━━━ EXCERPT

Netshoes (Cayman) Limited
- Type: Subsidiary
- Industry: Online retailer
- Founded: 2000
- Headquarters: São Paulo, Brazil (operational); George Town, Cayman Islands (legal domicile)
- Area served: Brazil
- Key people: Marcio Kumruian, (CEO)
- Products: Sports Equipament, Shoes, Clothes
- Revenue: US$ 570.2 million (2017)
- Net income: - US$ 51.3 million (2017)
- Parent: Magazine Luiza
- Subsidiaries: Zattini Shoestock

= Netshoes =

Brazilian e-commerce sporting goods conglomerate

Netshoes is a Brazilian e-commerce sporting goods conglomerate, established in February 2000 by Marcio Kumruian and Hagop Chabab. Netshoes maintains distribution centers in Brazil and manages the official stores of the Corinthians, São Paulo Futebol, Palmeiras, Cruzeiro, Clube de Regatas Vasco da Gama, Coritiba, Cruz Azul, Chivas, Monterrey, River Plate, San Lorenzo and América of México soccer clubs. It is also the official representative of the National Basketball Association (NBA) in Latin America and is responsible for the administration of online shops for the Puma, Havaianas, Globo Esporte, Oakley, Timberland, Topper, Mizuno and UFC trademarks.

━━━━━━
━━━ DATA EXCERPT

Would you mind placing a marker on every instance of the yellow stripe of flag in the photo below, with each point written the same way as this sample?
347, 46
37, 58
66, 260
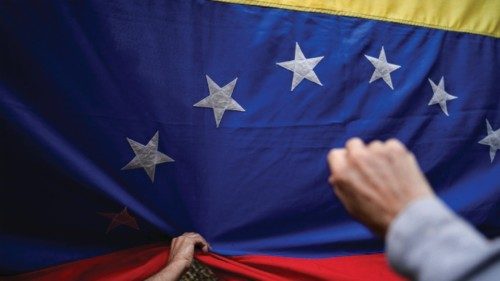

━━━━━━

◆ JOB 1
Do these statements agree with the Netshoes profile? Answer yes or no for each, and quote the words from the profile that decide it. (a) Netshoes was founded by Marcio Kumruian and Hagop Chabab. (b) Netshoes had a positive net income in 2017. (c) Netshoes runs an online shop for the Nike trademark.
◆ JOB 2
Reproduce everything in the Netshoes profile from "Netshoes is a" down to "and UFC trademarks.".
The data has no connection to the Netshoes text.

◆ WRITTEN RESPONSE 1
(a) Yes: "established in February 2000 by Marcio Kumruian and Hagop Chabab"
(b) No: "Net income: - US$ 51.3 million (2017)"
(c) No: "the Puma, Havaianas, Globo Esporte, Oakley, Timberland, Topper, Mizuno and UFC trademarks"

◆ WRITTEN RESPONSE 2
Netshoes is a Brazilian e-commerce sporting goods conglomerate, established in February 2000 by Marcio Kumruian and Hagop Chabab. Netshoes maintains distribution centers in Brazil and manages the official stores of the Corinthians, São Paulo Futebol, Palmeiras, Cruzeiro, Clube de Regatas Vasco da Gama, Coritiba, Cruz Azul, Chivas, Monterrey, River Plate, San Lorenzo and América of México soccer clubs. It is also the official representative of the National Basketball Association (NBA) in Latin America and is responsible for the administration of online shops for the Puma, Havaianas, Globo Esporte, Oakley, Timberland, Topper, Mizuno and UFC trademarks.